• Your instructions: In the material below, find every line with "road" and pull it out.

• Data provided:
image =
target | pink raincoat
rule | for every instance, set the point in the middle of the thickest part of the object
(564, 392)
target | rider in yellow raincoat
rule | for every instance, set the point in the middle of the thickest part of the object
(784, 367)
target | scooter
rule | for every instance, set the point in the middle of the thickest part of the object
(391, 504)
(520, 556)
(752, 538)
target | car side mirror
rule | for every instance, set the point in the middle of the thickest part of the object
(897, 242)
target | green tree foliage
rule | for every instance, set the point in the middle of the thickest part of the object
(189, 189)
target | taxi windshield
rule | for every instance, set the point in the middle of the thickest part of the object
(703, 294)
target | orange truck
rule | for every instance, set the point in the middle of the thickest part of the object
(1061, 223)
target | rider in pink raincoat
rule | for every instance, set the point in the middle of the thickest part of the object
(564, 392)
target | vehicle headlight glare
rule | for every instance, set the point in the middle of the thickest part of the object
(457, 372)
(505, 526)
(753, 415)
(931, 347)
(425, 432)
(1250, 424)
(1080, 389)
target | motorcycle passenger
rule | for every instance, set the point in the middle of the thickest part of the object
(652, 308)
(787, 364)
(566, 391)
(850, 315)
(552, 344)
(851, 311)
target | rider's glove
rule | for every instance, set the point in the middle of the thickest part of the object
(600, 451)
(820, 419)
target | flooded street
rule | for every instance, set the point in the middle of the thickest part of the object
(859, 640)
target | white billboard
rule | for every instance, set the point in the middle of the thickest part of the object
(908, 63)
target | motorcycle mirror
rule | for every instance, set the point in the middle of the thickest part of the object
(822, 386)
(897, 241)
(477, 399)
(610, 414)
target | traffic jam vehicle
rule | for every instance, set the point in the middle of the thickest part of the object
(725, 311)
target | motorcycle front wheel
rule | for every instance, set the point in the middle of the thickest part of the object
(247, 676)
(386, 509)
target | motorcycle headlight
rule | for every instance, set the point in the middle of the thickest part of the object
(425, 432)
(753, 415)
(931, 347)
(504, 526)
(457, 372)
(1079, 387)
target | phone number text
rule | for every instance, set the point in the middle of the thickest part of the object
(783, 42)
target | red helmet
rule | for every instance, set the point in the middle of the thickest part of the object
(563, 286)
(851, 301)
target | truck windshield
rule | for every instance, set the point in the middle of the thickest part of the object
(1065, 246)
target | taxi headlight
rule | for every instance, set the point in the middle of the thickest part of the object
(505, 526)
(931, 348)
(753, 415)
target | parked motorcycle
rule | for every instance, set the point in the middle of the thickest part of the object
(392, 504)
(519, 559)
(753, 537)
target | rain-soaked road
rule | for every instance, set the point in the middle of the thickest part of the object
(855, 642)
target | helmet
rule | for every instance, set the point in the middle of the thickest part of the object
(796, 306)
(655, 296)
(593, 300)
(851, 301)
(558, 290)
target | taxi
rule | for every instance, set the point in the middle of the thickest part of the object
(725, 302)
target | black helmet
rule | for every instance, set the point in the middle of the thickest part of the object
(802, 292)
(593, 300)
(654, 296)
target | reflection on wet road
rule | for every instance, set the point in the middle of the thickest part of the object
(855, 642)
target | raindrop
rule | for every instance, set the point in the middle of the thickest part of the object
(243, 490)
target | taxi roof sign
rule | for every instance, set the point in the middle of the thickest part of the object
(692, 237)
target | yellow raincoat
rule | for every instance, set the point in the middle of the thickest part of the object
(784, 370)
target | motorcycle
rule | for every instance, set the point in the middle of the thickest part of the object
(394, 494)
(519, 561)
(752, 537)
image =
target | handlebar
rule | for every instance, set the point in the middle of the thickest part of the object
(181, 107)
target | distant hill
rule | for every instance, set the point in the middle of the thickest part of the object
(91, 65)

• Output:
target | rain-soaked road
target | reflection on wet road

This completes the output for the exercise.